::: Provided data :::
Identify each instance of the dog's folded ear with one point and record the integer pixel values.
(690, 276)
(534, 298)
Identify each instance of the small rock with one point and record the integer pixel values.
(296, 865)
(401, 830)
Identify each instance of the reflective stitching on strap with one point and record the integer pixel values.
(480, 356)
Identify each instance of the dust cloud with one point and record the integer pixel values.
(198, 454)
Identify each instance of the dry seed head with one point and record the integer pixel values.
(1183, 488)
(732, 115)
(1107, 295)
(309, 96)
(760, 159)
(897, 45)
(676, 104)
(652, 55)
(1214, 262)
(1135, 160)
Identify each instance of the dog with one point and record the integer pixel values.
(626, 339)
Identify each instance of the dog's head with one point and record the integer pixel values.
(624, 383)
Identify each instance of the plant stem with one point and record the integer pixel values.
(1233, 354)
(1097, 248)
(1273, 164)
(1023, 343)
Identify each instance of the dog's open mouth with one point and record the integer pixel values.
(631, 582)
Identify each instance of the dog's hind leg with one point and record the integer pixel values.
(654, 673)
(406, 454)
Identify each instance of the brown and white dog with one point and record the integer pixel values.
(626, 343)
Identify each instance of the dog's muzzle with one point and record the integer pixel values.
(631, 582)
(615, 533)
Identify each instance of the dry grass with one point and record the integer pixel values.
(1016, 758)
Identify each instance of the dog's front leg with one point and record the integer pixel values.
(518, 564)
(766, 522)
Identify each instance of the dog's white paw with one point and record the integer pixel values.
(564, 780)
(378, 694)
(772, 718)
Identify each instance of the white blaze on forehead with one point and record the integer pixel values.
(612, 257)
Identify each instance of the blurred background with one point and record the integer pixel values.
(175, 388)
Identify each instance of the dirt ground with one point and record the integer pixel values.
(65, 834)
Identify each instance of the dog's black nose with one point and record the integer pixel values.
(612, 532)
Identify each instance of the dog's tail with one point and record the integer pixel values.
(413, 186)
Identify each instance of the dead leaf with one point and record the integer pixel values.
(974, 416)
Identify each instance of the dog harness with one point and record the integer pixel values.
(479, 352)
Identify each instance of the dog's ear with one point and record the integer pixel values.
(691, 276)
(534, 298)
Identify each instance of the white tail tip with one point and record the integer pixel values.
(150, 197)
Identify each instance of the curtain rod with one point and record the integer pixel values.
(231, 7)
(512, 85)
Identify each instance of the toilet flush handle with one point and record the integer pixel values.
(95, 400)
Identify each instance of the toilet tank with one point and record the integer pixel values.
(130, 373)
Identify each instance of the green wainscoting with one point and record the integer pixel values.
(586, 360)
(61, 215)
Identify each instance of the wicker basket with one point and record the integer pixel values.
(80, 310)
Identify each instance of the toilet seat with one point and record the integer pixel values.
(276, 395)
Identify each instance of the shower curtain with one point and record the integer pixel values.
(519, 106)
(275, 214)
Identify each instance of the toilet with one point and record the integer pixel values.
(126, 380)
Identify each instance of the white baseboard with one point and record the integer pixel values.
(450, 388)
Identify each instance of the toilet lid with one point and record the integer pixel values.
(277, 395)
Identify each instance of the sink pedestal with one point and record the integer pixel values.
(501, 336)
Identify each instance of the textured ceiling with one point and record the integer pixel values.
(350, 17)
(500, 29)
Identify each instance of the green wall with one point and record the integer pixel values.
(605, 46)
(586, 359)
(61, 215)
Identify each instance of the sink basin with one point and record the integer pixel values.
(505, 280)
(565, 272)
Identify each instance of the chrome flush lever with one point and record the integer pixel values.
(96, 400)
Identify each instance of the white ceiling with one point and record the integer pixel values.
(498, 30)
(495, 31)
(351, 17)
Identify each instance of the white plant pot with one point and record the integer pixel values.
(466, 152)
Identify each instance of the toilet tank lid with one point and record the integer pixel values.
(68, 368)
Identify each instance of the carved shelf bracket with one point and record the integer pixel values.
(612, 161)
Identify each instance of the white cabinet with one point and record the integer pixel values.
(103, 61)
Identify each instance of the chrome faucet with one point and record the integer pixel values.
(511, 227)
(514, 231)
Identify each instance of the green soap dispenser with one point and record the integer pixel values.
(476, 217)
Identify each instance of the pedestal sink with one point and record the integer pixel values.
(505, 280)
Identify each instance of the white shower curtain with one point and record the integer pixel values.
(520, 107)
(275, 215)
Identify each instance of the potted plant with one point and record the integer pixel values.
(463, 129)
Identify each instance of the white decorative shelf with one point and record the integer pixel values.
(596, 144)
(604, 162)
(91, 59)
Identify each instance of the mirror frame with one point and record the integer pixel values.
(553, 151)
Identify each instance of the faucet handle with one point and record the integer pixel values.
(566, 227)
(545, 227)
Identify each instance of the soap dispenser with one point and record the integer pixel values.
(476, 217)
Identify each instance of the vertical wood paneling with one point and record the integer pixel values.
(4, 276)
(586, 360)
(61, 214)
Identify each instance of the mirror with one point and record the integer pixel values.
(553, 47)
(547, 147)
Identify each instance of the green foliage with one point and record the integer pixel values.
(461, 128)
:::
◆ **Problem to solve**
Extract every entry in the listing word for word.

◆ **Worked solution**
Identify each instance of the dog's folded ear with one point and record the integer pixel values.
(690, 276)
(534, 298)
Identify each instance of the small rock with one point and record the integer pixel values.
(296, 865)
(401, 830)
Identify each instance of the reflective stitching on strap with one point and record the integer pixel values.
(480, 356)
Identify each instance of the dust cloud with one point and record the integer pixel values.
(198, 454)
Identify each instance of the dry seed head with one point and record the integer pixel values.
(1183, 488)
(732, 115)
(1107, 295)
(309, 96)
(760, 159)
(897, 45)
(676, 104)
(652, 55)
(1214, 262)
(1135, 160)
Identify each instance of the dog with one point and record the integer pixel values.
(626, 339)
Identify each instance of the dog's head with one point and record the integer pixel values.
(624, 383)
Identify each instance of the plant stem with one point and record the integer pixel values.
(1233, 354)
(1097, 248)
(1273, 164)
(1023, 343)
Identify each instance of the dog's open mouth with one point and record the integer pixel values.
(631, 582)
Identify each instance of the dog's hind leg with one point and record the integer pixel values.
(654, 673)
(406, 454)
Identify each instance of the brown and white dog with one point and record the integer pixel values.
(626, 343)
Identify each instance of the dog's muzzle with one point and record the integer pixel values.
(631, 582)
(615, 533)
Identify each instance of the dry grass with one point and record the integer pixel values.
(1016, 758)
Identify each instance of the dog's front leg with one point and record the integer pixel values.
(518, 564)
(766, 522)
Identify each instance of the dog's white paw with one point and record the integer pixel values.
(564, 780)
(378, 694)
(772, 718)
Identify each instance of the white blaze on forehead with one point and record the integer pixel values.
(612, 257)
Identify each instance of the blurred background with one point and record the integer pixel values.
(175, 388)
Identify each instance of the dirt ground with one point and record the integer pixel values.
(65, 834)
Identify each instance of the dog's black nose with one point and record the integer pixel values.
(612, 532)
Identify each instance of the dog's tail with one point and record the integer pixel values.
(413, 186)
Identify each instance of the dead leaf with one point and record the integer pixel values.
(974, 416)
Identify each instance of the dog harness with one point and record the integer pixel values.
(479, 352)
Identify each instance of the dog's ear with one point and record the integer pixel values.
(691, 276)
(534, 298)
Identify each instance of the white tail tip with one point and record the integer pixel values.
(150, 197)
Identify each instance of the curtain rod with one point and record the integer pixel values.
(231, 7)
(512, 85)
Identify each instance of the toilet flush handle with one point and record the integer pixel values.
(95, 400)
Identify each instance of the toilet tank with one point and record the integer pixel values.
(130, 373)
Identify each instance of the green wainscoting with one point and record the integer pixel values.
(586, 360)
(61, 215)
Identify each instance of the wicker basket with one point and record the integer pixel values.
(80, 310)
Identify each instance of the toilet seat with one point and record the integer pixel values.
(276, 395)
Identify each instance of the shower curtain with one point and record the integer pixel values.
(519, 106)
(275, 214)
Identify each instance of the toilet with one point and record the integer pixel values.
(126, 380)
Identify each instance of the white baseboard with one point and record the integer pixel values.
(450, 388)
Identify each instance of the toilet lid with one point and record the integer pixel values.
(277, 395)
Identify each instance of the sink pedestal with one point and record the integer pixel values.
(501, 336)
Identify each instance of the textured ceiling with one point and record the integer pixel values.
(350, 17)
(500, 29)
Identify each instance of the green wall with one point and record the integer pixel values.
(605, 46)
(586, 359)
(61, 215)
Identify each instance of the sink basin with one point and record the integer pixel values.
(505, 280)
(565, 272)
Identify each instance of the chrome flush lever with one point and record the integer pixel values.
(96, 400)
Identify each instance of the white ceiling with one point and record the integer pixel values.
(498, 30)
(495, 31)
(351, 17)
Identify each instance of the white plant pot with one point and record the integer pixel values.
(466, 152)
Identify each instance of the toilet tank lid with one point and record the integer pixel values.
(68, 368)
Identify each instance of the carved shelf bracket with one point and record the integer pixel values.
(612, 161)
Identify each instance of the white cabinet with one point and record the integer pixel values.
(103, 61)
Identify each instance of the chrome faucet with one point and record the integer pixel values.
(511, 227)
(514, 231)
Identify each instance of the green soap dispenser with one point and record the integer pixel values.
(476, 217)
Identify each instance of the pedestal sink with one point and record the integer pixel values.
(505, 280)
Identify each instance of the white shower curtain with one point and record the integer pixel values.
(520, 107)
(275, 215)
Identify each instance of the potted plant with one point and record the integer pixel values.
(463, 129)
Identify each instance of the white decorative shelf with one point and record the integer pixel values.
(596, 144)
(604, 162)
(91, 59)
Identify each instance of the mirror frame with one point and record the integer pixel values.
(553, 151)
Identify each instance of the faucet handle with one point and record the integer pixel values.
(566, 227)
(545, 227)
Identify each instance of the soap dispenser with one point and record the integer pixel values.
(476, 217)
Identify each instance of the vertical wood paneling with one point and record the integer pixel values.
(4, 276)
(586, 360)
(61, 214)
Identify each instance of the mirror with one point and record the integer pixel values.
(553, 47)
(547, 147)
Identify each instance of the green foliage with one point and record the integer pixel values.
(461, 128)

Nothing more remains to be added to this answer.